■ Assignment ■
Answer these questions from the introduction on liver segmentation:
(a) What can underestimation of the recipient's standard liver volume result in?
(b) What does U-Net apply to compensate for missing data due to convolution?
(c) In which dataset did the attention U-Net's AM approach increase pancreas segmentation performance?

■ Quoted passage ■
+---+
Introduction

Liver transplantation is the definitive treatment that increases the survival rate of patients with end-stage liver cancer and cirrhosis1,2. Major hepatic resection is increasingly performed due to advances in surgical devices and preoperative diagnostic imaging that allows accurate delineation of anatomical variants and liver volume assessment in living liver transplantation3. Postoperative morbidity is mainly due to hepatic dysfunction and bile leaks following extended liver resection4. Thus, accurately estimating the remnant liver is critical to avoid liver failure as the most serious complication.

Liver volumetry is performed for the donor liver, to calculate the graft volume and remnant liver to avoid graft size mismatch5. The safety of the liver donor is a major concern in liver transplantation. Overestimation of the donor liver can result in excess hepatic resection, while underestimation of the recipient’s standard liver volume can result in small-for-size graft syndrome5,6. Therefore, to measure the liver volume accurately, it is necessary to perform an accurate liver segmentation.

In general, liver segmentation approaches include manual segmentation and automated segmentation. Manual segmentation is time-consuming, poorly reproducible, and results vary with operators, and it is a task that requires high-level technical skills. Automated segmentation may reduce errors from manual segmentation7.

Recently, convolutional neural networks (CNNs) have shown promise for performing various tasks in medical imaging8,9. Traditional machine learning and image processing, in which limited features are extracted for segmentation, require cautious design by a researcher. In contrast, CNNs have the ability to learn relevant features, which define the anatomical structure and tissue of the liver, to segment the liver automatically in a training dataset of computed tomography (CT) volumes. For instance, U-Net is an encoder‒decoder model that improves the performance by applying a skip connection to compensate for missing data due to convolution10. Recently, state-of-the-art approaches that apply an attention-mechanism (AM), deep supervision (DS), and nested architecture techniques, have improved segmentation performance11,12,13,14.

An attention U-Net’s AM approach demonstrated an increase in pancreas segmentation performance in TCIA Pancreas-CT Dataset11. The pancreas is a small organ, with a shape that differs across patients. An attention U-Net improved performance of segmentation of pancreas of various shapes and small sizes, by using an AM with 1 × 1 convolution layer and a sigmoid activation function to reduce background weight and to preserve foreground weight.
+---+
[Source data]
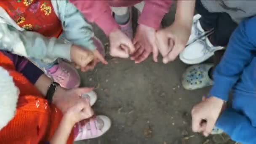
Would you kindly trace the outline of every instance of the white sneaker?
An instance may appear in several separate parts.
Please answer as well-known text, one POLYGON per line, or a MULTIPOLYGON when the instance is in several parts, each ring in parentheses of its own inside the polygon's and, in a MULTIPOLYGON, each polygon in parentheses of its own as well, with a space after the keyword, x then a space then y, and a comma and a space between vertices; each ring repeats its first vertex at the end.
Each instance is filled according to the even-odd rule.
POLYGON ((95 104, 97 101, 97 94, 93 91, 92 91, 88 93, 84 93, 81 96, 83 98, 85 98, 89 100, 90 104, 92 106, 95 104))
POLYGON ((104 115, 98 115, 77 123, 74 126, 76 135, 75 141, 93 139, 106 133, 111 126, 110 119, 104 115))
POLYGON ((203 37, 206 35, 209 35, 213 31, 212 29, 209 31, 205 31, 201 26, 199 21, 199 19, 201 18, 201 15, 197 14, 193 17, 193 23, 191 29, 191 33, 189 38, 187 45, 188 45, 198 39, 203 37))
POLYGON ((213 56, 215 51, 223 48, 221 46, 214 46, 207 37, 204 37, 186 47, 180 53, 179 59, 187 64, 197 64, 213 56))

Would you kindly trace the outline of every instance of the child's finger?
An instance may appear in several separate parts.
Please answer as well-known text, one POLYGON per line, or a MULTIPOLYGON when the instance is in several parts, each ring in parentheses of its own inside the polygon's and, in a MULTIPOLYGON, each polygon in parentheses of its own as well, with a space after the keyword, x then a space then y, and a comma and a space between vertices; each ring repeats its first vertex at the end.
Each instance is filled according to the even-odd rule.
POLYGON ((205 136, 208 136, 214 127, 215 122, 213 120, 207 120, 207 123, 205 131, 203 134, 205 136))
POLYGON ((192 115, 192 130, 195 132, 199 132, 202 119, 192 115))
POLYGON ((158 56, 158 48, 155 43, 154 43, 152 45, 152 47, 153 49, 152 50, 152 52, 153 53, 153 59, 155 62, 157 62, 157 56, 158 56))
POLYGON ((127 58, 129 57, 129 53, 126 53, 125 51, 120 48, 112 50, 109 52, 110 55, 114 57, 119 57, 121 58, 127 58))
POLYGON ((134 45, 133 45, 133 44, 131 43, 131 42, 128 41, 126 42, 126 43, 124 43, 124 44, 121 44, 121 45, 125 45, 125 46, 129 50, 129 53, 130 54, 133 53, 134 52, 134 51, 135 51, 135 48, 134 47, 134 45))
POLYGON ((82 95, 83 94, 85 94, 93 90, 94 88, 77 88, 76 89, 76 91, 79 95, 82 95))

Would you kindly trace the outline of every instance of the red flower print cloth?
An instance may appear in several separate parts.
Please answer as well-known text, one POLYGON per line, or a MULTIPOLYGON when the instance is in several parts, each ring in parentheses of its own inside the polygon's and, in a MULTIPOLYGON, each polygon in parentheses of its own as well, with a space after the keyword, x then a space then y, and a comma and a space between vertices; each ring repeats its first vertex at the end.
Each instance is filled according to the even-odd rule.
POLYGON ((50 0, 0 0, 0 6, 27 30, 48 37, 58 37, 62 31, 61 21, 50 0))

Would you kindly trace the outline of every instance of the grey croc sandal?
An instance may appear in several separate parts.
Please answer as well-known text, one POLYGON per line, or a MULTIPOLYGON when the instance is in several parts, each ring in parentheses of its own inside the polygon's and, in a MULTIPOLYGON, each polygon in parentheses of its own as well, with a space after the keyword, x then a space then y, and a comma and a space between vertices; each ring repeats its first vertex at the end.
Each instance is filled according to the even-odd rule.
POLYGON ((193 90, 212 85, 213 81, 209 77, 208 72, 213 64, 195 65, 188 68, 182 75, 181 83, 187 90, 193 90))

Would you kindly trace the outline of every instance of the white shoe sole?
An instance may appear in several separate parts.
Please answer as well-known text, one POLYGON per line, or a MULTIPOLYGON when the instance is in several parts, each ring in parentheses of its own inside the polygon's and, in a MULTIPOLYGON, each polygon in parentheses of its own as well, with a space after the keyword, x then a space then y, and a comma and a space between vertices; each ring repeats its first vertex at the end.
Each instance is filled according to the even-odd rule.
POLYGON ((195 64, 201 63, 207 59, 209 59, 211 57, 213 56, 214 54, 214 52, 216 51, 222 50, 224 48, 224 47, 217 47, 215 48, 214 51, 213 51, 211 53, 208 53, 207 54, 204 55, 203 57, 197 58, 194 59, 187 59, 182 56, 183 55, 181 53, 179 55, 179 59, 184 63, 188 64, 195 64))
POLYGON ((90 104, 92 106, 95 104, 97 101, 98 96, 97 94, 94 91, 92 91, 87 93, 85 93, 82 95, 82 97, 88 97, 90 101, 90 104))

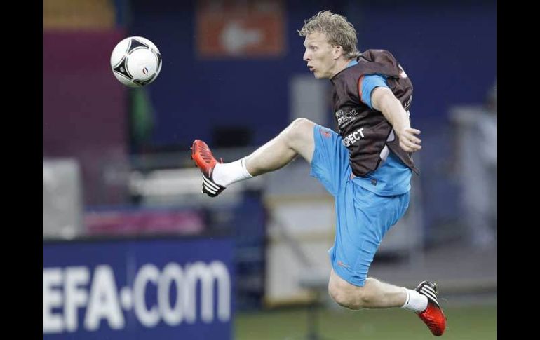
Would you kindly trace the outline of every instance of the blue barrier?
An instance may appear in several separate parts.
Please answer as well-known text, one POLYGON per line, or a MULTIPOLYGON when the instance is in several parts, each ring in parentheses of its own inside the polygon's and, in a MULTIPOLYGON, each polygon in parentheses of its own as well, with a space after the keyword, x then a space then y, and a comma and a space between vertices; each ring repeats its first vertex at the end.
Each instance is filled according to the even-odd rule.
POLYGON ((233 242, 43 243, 43 339, 230 339, 233 242))

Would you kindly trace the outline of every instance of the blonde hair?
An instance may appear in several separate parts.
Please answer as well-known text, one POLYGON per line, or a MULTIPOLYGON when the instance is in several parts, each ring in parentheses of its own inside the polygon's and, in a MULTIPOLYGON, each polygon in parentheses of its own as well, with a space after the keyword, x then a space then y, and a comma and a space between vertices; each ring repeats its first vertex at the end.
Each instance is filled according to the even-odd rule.
POLYGON ((358 42, 356 30, 346 17, 330 11, 321 11, 306 20, 298 34, 300 36, 306 36, 314 32, 324 33, 332 46, 341 46, 346 58, 353 59, 360 55, 356 48, 358 42))

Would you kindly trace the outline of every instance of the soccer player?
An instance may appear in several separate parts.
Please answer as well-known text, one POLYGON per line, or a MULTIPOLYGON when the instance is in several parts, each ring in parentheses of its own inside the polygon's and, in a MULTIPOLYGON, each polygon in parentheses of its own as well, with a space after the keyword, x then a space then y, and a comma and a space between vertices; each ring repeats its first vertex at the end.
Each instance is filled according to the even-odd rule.
POLYGON ((440 336, 446 318, 435 283, 422 281, 410 290, 367 277, 383 236, 408 208, 412 172, 419 173, 411 158, 421 148, 420 131, 410 126, 411 81, 389 52, 360 53, 354 27, 340 15, 320 11, 298 32, 305 37, 309 71, 333 86, 339 133, 299 118, 252 154, 229 163, 217 162, 196 140, 191 158, 203 173, 203 192, 216 196, 301 156, 335 198, 335 240, 328 251, 332 298, 350 309, 413 311, 440 336))

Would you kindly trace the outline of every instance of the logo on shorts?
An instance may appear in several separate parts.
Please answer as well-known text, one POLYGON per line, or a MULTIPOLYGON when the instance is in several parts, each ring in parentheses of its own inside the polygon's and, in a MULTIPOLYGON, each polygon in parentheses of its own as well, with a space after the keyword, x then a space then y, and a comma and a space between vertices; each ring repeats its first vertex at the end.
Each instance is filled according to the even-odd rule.
POLYGON ((349 266, 347 266, 346 264, 344 264, 341 261, 337 261, 337 265, 339 266, 340 267, 349 268, 349 266))

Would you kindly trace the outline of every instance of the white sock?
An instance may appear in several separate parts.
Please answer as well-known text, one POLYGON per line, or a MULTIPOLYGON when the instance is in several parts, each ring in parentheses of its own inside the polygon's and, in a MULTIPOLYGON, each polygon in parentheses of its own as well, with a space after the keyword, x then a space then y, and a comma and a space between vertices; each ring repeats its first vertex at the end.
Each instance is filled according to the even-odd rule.
POLYGON ((410 309, 415 312, 423 312, 428 308, 428 298, 414 290, 403 288, 407 298, 402 308, 410 309))
POLYGON ((252 177, 248 172, 248 169, 245 168, 244 158, 232 163, 218 163, 215 165, 214 171, 212 173, 212 179, 217 184, 220 184, 222 186, 227 186, 233 183, 252 177))

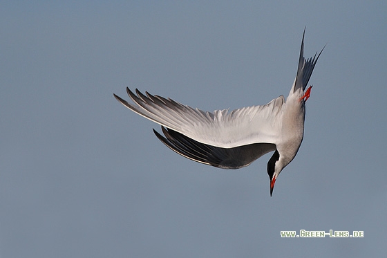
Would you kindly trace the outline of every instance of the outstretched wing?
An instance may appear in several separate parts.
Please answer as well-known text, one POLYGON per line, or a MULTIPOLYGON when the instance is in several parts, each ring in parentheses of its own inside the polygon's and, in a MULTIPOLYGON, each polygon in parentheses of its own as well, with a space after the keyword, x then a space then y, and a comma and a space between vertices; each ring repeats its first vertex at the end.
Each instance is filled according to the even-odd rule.
POLYGON ((114 96, 138 114, 184 136, 214 147, 233 148, 254 143, 276 143, 280 133, 283 95, 265 105, 205 112, 169 98, 146 95, 126 88, 134 104, 114 96))
POLYGON ((305 59, 303 57, 303 39, 305 37, 305 28, 303 30, 303 39, 301 42, 301 48, 300 50, 300 58, 299 59, 299 67, 297 68, 297 75, 296 76, 296 80, 293 84, 293 92, 296 92, 299 89, 302 89, 302 91, 305 91, 305 88, 308 85, 309 79, 312 76, 312 73, 313 69, 314 69, 314 66, 320 57, 320 55, 323 53, 325 46, 321 49, 319 55, 317 53, 314 54, 313 57, 308 59, 305 59), (317 56, 316 57, 316 56, 317 56))
POLYGON ((156 136, 167 147, 181 156, 200 163, 223 169, 246 167, 261 156, 276 149, 271 143, 253 143, 221 148, 191 139, 177 131, 161 127, 166 138, 153 129, 156 136))

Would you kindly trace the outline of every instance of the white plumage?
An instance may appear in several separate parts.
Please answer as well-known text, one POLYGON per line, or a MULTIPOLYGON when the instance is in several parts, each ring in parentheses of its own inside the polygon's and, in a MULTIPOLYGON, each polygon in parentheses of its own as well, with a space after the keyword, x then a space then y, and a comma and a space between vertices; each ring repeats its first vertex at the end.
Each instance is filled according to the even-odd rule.
POLYGON ((137 89, 136 95, 126 88, 134 104, 114 96, 129 109, 161 125, 165 137, 153 130, 158 138, 172 150, 193 160, 237 169, 275 151, 267 163, 271 195, 276 178, 293 160, 301 144, 305 102, 312 86, 305 94, 304 91, 323 51, 305 59, 304 35, 305 30, 297 74, 286 101, 281 95, 265 105, 211 113, 148 92, 144 95, 137 89))

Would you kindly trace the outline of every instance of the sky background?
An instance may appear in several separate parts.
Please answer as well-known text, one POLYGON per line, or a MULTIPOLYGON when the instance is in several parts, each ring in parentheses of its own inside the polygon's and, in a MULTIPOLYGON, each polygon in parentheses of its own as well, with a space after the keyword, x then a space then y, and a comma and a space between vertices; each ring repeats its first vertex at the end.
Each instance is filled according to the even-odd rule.
POLYGON ((387 3, 2 1, 1 257, 380 257, 387 252, 387 3), (310 84, 303 142, 224 170, 166 147, 126 87, 206 111, 310 84), (364 237, 281 238, 281 230, 364 237))

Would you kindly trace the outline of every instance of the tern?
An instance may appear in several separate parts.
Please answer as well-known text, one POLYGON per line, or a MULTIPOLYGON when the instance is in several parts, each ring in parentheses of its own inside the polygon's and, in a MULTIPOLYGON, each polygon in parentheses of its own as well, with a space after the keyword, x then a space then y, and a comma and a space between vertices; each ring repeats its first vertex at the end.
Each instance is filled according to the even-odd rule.
POLYGON ((324 48, 313 57, 303 57, 303 34, 297 74, 286 101, 280 95, 265 105, 203 111, 137 89, 126 92, 133 104, 115 94, 124 106, 161 125, 156 136, 173 151, 200 163, 222 169, 238 169, 270 151, 267 163, 270 196, 281 171, 294 158, 303 138, 305 89, 324 48))

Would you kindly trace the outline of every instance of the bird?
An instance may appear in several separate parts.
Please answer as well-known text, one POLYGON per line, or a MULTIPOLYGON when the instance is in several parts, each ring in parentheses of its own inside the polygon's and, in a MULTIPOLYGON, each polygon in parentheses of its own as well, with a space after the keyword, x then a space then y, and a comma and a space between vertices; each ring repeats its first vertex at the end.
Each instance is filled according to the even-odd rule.
POLYGON ((114 97, 124 106, 161 125, 158 138, 178 154, 221 169, 236 169, 274 151, 267 163, 270 196, 276 180, 294 158, 303 138, 305 102, 312 85, 305 91, 325 46, 313 57, 303 57, 304 28, 299 66, 286 100, 283 95, 264 105, 204 111, 171 98, 145 94, 126 87, 133 103, 114 97))

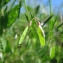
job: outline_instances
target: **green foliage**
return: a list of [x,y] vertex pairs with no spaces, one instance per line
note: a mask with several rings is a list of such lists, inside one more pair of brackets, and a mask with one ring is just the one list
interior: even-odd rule
[[40,5],[27,6],[26,0],[8,2],[0,0],[1,63],[63,63],[63,23],[59,13],[52,12],[51,0],[50,14],[42,14]]
[[27,31],[28,31],[28,26],[25,28],[25,30],[23,31],[21,37],[20,37],[20,40],[19,40],[19,44],[21,44],[27,34]]

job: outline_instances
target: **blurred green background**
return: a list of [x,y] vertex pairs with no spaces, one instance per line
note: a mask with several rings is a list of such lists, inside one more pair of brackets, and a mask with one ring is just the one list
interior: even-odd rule
[[0,63],[63,63],[62,2],[0,0]]

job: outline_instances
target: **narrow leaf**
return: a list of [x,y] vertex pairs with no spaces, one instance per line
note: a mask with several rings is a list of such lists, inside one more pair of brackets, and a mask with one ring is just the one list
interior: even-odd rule
[[28,26],[25,28],[25,30],[23,31],[21,37],[20,37],[20,40],[19,40],[19,44],[21,44],[27,34],[27,31],[28,31]]
[[38,33],[38,36],[39,36],[40,44],[42,46],[45,46],[44,31],[40,26],[38,26],[38,28],[37,28],[37,33]]
[[53,59],[55,57],[55,46],[50,48],[50,58]]

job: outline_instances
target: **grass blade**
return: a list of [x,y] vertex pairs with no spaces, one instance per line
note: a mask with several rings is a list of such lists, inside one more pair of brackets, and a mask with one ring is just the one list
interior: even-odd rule
[[21,44],[27,34],[27,31],[28,31],[28,26],[25,28],[25,30],[23,31],[21,37],[20,37],[20,40],[19,40],[19,44]]

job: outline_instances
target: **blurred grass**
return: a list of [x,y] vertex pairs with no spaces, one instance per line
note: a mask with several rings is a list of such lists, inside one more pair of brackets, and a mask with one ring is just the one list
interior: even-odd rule
[[[27,6],[26,2],[21,1],[20,3],[23,3],[26,9],[25,14],[19,15],[19,12],[17,11],[20,10],[20,7],[22,5],[18,5],[17,7],[19,7],[19,9],[17,9],[16,6],[13,7],[14,4],[11,4],[12,7],[9,11],[12,12],[11,15],[8,14],[8,12],[3,11],[3,16],[0,11],[0,31],[2,31],[2,33],[0,34],[0,55],[1,53],[3,54],[2,57],[0,56],[0,62],[63,63],[63,33],[61,33],[63,29],[63,24],[60,19],[60,14],[58,13],[56,15],[52,12],[51,0],[49,0],[50,14],[40,14],[40,6],[37,6],[33,9]],[[3,6],[1,5],[0,8],[2,9],[2,7]],[[1,20],[2,16],[6,17],[5,14],[8,14],[8,18]],[[53,16],[51,17],[51,15]],[[6,23],[6,20],[9,19],[9,16],[11,18]],[[45,17],[51,18],[47,21]],[[47,22],[43,26],[45,32],[45,46],[42,47],[40,44],[41,39],[39,40],[38,35],[36,33],[37,30],[34,27],[37,25],[36,23],[32,24],[32,30],[30,30],[29,27],[28,33],[25,35],[22,44],[19,45],[19,39],[20,37],[23,37],[22,33],[26,26],[29,26],[31,21],[39,21],[40,23],[44,23],[45,21],[43,21],[43,19],[46,19],[45,21]],[[7,27],[6,25],[1,24],[1,22],[4,21],[4,24],[11,25]]]

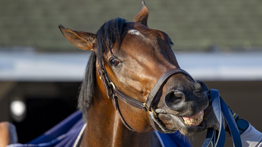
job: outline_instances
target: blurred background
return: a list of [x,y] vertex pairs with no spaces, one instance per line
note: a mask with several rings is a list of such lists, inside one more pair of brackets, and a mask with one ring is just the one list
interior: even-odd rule
[[[132,21],[140,0],[1,0],[0,122],[19,142],[36,138],[76,110],[90,52],[58,27],[96,33],[117,17]],[[146,1],[149,27],[166,32],[180,67],[219,90],[230,108],[262,132],[262,1]],[[194,146],[206,132],[190,138]],[[232,146],[229,138],[226,146]]]

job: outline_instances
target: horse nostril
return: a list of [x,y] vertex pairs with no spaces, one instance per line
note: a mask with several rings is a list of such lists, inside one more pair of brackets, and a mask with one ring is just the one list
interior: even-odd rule
[[181,103],[186,101],[185,96],[182,91],[172,90],[167,92],[165,96],[165,103],[168,107],[174,109],[180,105]]

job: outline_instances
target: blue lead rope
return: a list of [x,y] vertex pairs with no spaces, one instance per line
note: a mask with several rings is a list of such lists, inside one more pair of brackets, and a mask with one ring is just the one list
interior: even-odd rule
[[207,129],[206,139],[202,146],[207,147],[210,143],[212,146],[224,146],[225,133],[223,124],[223,122],[225,121],[223,114],[229,127],[234,146],[242,147],[240,135],[235,121],[228,107],[219,96],[218,91],[210,89],[210,95],[214,112],[220,124],[220,128],[219,131],[212,128]]

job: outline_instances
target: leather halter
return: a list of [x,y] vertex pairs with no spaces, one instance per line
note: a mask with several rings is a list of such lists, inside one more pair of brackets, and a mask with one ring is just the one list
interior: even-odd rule
[[106,91],[108,98],[111,98],[113,104],[115,108],[118,111],[121,116],[121,118],[123,123],[128,128],[133,131],[135,131],[128,125],[125,121],[121,113],[118,105],[118,98],[128,105],[134,107],[149,113],[149,118],[151,126],[155,130],[163,132],[163,131],[153,121],[152,116],[150,114],[153,114],[157,118],[156,113],[152,107],[152,106],[157,98],[158,93],[167,81],[172,76],[177,74],[182,74],[188,76],[192,80],[191,76],[185,71],[180,68],[173,69],[167,71],[165,72],[158,80],[149,94],[146,103],[144,103],[129,97],[118,89],[116,86],[111,81],[104,67],[103,70],[99,66],[98,74],[99,77],[102,79],[104,83],[104,86]]

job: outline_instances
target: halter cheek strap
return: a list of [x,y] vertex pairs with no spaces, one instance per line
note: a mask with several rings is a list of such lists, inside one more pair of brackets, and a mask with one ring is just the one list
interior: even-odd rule
[[157,118],[156,113],[152,107],[152,106],[159,91],[170,77],[175,74],[182,74],[193,79],[189,74],[180,69],[174,69],[168,71],[158,81],[149,93],[146,102],[143,103],[129,97],[119,91],[114,83],[110,80],[106,71],[105,70],[101,71],[100,68],[99,69],[98,74],[99,77],[102,79],[104,83],[108,96],[109,98],[112,98],[115,108],[118,112],[123,123],[128,128],[135,131],[126,123],[122,115],[118,105],[118,98],[131,106],[144,111],[148,111],[151,126],[155,130],[165,133],[171,133],[174,131],[174,130],[170,130],[167,129],[162,124]]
+---+
■ Task solution ■
(a) Small-for-size graft syndrome.
(b) A skip connection.
(c) The TCIA Pancreas-CT Dataset.